## EXTRAIT
%%

2) Carence des témoignages juifs
Carence d'autant plus surprenante que Jésus doit avoir vécu parmi ce peuple et qu'il est l'un des siens.
- Aucune allusion dans Philon d'Alexandrie (-13-54), qui a écrit plus de cinquante traités, dont une Ère de Pilate, et dont la philosophie du Logos ressemble à s'y méprendre à celle des anciens chrétiens;
-Rien dans l'Histoire des Juifs de Juste de Tibériade, au nom qui rappelle sa Galilée natale, où il a vécu et combattu les Romains;
- Peut-on faire mention du témoignage de Flavius Josèphe (38-94)? Dans ses Antiquités judaïques, on a cru trouver un passage significatif où l'historien évoque en Jésus " un homme sage, si toutefois il est permis de l'appeler un homme ", qui " était le Messie ". Il est aujourd'hui établi que ce passage est une forgerie chrétienne que ce juif pharisaïque n'aurait pu écrire sans aussitôt " courir au baptême ". Origène (185-354) assure que Josèphe " n'a pas montré que Jésus est le Christ " : l'ajout a donc été effectué par la suite;
- Le prétendu témoignage du Talmud est inconsistant. Le recueil a été composé trop tard pour qu'on lui accorde créance. La légende du soldat romain Panthera et de la " prostituée juive " Marie, reprise plus tard par le païen Celse, n'est visiblement qu'une caricature des Évangiles et un morceau de polémique antichrétienne.
Que conclure du silence abyssal des auteurs profanes? Il nous permet dans un premier temps d'apprécier à leur juste valeur les allégations des apologistes traditionalistes, dont certains ne craignent pas d'écrire qu' " il n'est guère de ses contemporains (à Jésus), même illustres, sur lesquels nous soyons aussi bien renseignés " (Raffard de Brienne)! Au mieux, nous pouvons accorder que ces textes, lorsqu'ils n'ont pas été remaniés, nous narrent les débuts des premières communautés chrétiennes, dans le premier quart du IIe siècle. Ce dont personne n'avait douté, puisqu'il faut un début à tout...
Quant à la vie de Jésus proprement dite, à son enseignement, à sa mort sur la croix et à sa Résurrection, il faut se résigner à ne les chercher que dans les documents chrétiens. Ces documents constituent notre seule et unique source. Pouvons-nous nous y fier ?

%%

## DONNÉES FOURNIES
%%

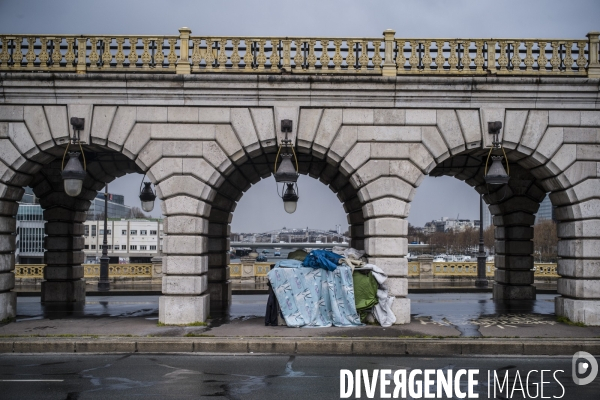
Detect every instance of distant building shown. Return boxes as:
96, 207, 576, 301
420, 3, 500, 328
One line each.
483, 195, 555, 229
83, 219, 164, 264
535, 195, 555, 224
15, 187, 143, 264
423, 217, 479, 234
87, 193, 131, 221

%%

## EXERCICE ÉCRIT 1
Traduisez en anglais cette phrase de l'extrait : « Ces documents constituent notre seule et unique source. »
## EXERCICE ÉCRIT 2
Mettez à jour le passage de l'extrait qui commence par « Que conclure du » et se poursuit jusqu'à « début à tout... », en remplaçant « apologistes » par « défenseurs ».

## RÉPONSE ATTENDUE 1
These documents constitute our one and only source.

## RÉPONSE ATTENDUE 2
Que conclure du silence abyssal des auteurs profanes? Il nous permet dans un premier temps d'apprécier à leur juste valeur les allégations des défenseurs traditionalistes, dont certains ne craignent pas d'écrire qu' " il n'est guère de ses contemporains (à Jésus), même illustres, sur lesquels nous soyons aussi bien renseignés " (Raffard de Brienne)! Au mieux, nous pouvons accorder que ces textes, lorsqu'ils n'ont pas été remaniés, nous narrent les débuts des premières communautés chrétiennes, dans le premier quart du IIe siècle. Ce dont personne n'avait douté, puisqu'il faut un début à tout...